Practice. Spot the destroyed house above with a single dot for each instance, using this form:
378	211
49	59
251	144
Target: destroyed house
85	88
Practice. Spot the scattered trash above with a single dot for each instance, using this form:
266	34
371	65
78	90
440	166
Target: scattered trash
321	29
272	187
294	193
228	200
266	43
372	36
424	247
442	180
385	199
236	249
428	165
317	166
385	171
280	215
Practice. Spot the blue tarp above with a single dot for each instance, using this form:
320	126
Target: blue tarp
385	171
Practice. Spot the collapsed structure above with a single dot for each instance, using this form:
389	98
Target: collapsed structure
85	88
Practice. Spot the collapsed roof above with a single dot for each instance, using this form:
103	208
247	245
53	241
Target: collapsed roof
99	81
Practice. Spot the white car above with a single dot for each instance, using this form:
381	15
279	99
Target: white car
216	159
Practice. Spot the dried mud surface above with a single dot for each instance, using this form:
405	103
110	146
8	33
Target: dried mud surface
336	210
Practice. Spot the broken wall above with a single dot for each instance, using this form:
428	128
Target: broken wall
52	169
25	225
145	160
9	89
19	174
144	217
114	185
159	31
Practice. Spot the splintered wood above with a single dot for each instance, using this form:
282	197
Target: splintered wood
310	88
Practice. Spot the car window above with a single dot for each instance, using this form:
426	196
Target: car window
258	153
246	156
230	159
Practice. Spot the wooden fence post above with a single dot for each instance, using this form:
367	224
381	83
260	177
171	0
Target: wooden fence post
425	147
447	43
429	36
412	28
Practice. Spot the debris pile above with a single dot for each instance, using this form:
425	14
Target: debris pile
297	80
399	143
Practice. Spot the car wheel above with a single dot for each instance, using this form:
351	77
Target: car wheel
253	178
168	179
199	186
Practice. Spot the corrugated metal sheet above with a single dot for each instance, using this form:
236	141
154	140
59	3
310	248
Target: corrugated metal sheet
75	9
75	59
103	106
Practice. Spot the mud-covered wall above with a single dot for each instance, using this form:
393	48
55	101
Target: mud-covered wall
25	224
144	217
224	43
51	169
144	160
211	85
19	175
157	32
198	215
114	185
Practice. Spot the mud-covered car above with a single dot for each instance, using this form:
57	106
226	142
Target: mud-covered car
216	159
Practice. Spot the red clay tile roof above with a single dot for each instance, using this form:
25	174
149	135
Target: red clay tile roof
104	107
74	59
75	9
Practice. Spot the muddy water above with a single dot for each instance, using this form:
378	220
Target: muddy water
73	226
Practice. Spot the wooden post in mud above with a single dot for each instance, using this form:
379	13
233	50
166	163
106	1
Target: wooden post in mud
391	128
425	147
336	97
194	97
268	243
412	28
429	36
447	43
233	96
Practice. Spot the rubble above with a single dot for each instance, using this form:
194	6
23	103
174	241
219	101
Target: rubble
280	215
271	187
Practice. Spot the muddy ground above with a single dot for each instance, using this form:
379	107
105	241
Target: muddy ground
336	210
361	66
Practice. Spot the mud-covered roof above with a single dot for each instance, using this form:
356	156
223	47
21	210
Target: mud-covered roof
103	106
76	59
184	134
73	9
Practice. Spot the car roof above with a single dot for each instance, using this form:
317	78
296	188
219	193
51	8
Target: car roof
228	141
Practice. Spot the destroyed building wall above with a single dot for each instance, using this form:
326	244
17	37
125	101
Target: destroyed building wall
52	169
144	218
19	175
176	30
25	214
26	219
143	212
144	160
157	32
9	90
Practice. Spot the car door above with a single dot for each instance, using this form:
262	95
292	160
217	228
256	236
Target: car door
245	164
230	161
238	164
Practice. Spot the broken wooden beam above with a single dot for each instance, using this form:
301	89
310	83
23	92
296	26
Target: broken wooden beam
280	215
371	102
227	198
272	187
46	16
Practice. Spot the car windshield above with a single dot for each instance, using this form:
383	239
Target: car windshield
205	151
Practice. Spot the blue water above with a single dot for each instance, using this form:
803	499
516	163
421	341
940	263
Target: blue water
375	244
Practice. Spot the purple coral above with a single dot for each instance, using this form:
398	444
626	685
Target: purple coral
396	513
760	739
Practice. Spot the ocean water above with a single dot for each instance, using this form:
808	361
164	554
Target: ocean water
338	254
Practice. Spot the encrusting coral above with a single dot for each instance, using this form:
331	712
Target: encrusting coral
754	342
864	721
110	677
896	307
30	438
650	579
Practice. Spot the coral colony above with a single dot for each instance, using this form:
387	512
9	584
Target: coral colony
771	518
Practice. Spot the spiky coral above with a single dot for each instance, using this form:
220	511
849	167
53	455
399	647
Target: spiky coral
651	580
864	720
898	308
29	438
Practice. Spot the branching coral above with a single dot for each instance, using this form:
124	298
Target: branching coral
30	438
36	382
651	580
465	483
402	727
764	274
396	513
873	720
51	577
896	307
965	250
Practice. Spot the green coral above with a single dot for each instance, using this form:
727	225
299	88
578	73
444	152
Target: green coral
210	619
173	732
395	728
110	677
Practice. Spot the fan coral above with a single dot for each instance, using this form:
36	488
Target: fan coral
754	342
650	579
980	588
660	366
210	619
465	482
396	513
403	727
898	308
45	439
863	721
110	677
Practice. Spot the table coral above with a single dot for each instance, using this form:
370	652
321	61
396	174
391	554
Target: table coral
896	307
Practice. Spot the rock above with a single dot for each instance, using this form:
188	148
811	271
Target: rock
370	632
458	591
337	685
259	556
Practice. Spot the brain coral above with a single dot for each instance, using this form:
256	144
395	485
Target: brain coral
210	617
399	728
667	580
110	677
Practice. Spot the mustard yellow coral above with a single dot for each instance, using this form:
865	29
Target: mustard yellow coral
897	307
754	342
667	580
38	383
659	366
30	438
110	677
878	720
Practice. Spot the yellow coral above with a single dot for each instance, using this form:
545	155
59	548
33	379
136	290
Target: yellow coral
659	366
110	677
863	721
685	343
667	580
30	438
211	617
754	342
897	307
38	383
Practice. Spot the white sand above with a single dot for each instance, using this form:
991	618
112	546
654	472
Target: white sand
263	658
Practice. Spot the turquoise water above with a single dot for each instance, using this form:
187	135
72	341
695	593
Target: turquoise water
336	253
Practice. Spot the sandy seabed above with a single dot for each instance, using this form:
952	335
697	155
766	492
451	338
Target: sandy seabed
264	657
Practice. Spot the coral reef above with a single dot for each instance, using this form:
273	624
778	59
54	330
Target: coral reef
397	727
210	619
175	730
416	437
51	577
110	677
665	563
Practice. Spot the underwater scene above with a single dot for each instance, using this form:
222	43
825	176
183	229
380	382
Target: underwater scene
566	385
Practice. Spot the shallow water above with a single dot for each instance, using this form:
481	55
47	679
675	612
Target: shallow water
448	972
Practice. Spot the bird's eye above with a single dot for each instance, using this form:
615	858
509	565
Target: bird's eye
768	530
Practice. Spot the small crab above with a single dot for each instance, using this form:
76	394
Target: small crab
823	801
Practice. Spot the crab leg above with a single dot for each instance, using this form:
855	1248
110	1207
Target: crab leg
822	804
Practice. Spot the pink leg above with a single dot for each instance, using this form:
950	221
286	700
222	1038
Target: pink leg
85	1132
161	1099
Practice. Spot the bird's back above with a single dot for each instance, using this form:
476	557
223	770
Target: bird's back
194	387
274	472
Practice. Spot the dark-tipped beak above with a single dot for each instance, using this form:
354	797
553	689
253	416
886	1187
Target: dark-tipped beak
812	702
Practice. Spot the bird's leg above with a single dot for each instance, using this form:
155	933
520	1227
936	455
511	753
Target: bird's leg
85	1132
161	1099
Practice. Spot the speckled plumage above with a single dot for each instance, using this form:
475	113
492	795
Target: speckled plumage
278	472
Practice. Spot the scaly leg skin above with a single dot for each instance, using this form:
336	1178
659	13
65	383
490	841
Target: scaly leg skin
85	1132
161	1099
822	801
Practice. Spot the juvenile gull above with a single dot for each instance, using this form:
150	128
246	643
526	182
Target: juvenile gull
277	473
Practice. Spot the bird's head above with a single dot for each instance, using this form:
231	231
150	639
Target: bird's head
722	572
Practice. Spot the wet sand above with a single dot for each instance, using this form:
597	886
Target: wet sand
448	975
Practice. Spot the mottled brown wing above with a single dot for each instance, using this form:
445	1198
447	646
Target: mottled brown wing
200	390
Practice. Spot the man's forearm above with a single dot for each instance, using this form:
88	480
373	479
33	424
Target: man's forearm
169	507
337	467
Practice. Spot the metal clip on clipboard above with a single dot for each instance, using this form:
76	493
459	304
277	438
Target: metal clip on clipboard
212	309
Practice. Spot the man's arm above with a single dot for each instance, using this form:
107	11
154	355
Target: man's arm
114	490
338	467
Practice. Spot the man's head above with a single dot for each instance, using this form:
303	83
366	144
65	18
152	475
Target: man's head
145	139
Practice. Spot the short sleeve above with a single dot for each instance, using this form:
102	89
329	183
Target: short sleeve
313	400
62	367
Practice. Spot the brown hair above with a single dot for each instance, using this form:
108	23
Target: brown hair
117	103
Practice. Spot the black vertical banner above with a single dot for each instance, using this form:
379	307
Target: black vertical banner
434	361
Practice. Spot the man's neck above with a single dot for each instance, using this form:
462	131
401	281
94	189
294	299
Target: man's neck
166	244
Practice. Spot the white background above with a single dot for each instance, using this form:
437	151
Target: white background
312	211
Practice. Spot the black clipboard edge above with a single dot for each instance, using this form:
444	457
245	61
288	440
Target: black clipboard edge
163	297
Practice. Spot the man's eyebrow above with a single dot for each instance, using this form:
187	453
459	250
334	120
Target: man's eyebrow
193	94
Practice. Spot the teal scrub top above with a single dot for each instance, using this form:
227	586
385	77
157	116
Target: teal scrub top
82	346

> **Stated exercise**:
Copy exactly the line containing "Practice. Spot the white background" and every line after it, ending with the last line of the records above.

> **Result below**:
Practice. Spot the white background above with a single dot for each instance, using this form:
437	151
Target: white background
312	211
Practice. Spot the black clipboard edge above with a single dot for each instance, using this form:
444	457
245	61
288	440
Target: black clipboard edge
163	297
Practice. Spot the man's eyebrow above with a single dot for each instance, using this form:
187	453
459	250
334	120
Target: man's eyebrow
193	94
Practice. Spot the teal scrub top above with a single dot for each instance, using this form:
227	586
385	77
157	116
Target: teal scrub top
82	346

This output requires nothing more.